DIRECTION :: Could you turn the lines from the one containing "indicate the sand" through the end of the items, both ends included, into a JSON list of strings, one string per line and no blank lines? Leave the pictures out of your answer.

DATA RECORDS ::
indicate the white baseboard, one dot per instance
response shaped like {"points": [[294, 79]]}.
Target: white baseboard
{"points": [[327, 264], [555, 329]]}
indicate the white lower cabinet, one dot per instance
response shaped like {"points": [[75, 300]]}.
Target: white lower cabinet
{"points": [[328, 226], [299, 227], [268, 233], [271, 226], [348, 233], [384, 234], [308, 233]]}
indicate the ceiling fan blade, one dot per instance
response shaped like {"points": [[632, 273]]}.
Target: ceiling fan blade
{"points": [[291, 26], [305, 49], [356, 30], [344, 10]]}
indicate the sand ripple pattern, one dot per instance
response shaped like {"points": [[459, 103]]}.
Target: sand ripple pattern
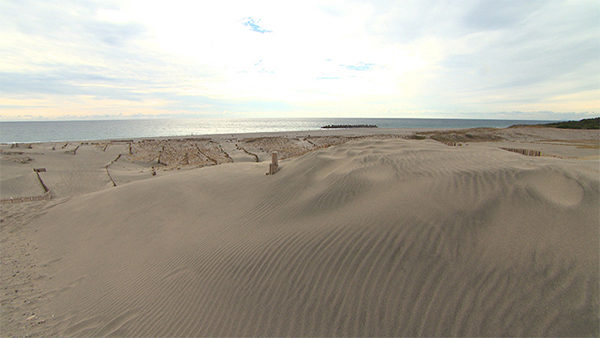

OUTPUT FOR THIS EXERCISE ::
[
  "indicate the sand ripple pattern, one dot per instance",
  "response shaped like {\"points\": [[459, 103]]}.",
  "Target: sand ripple pattern"
]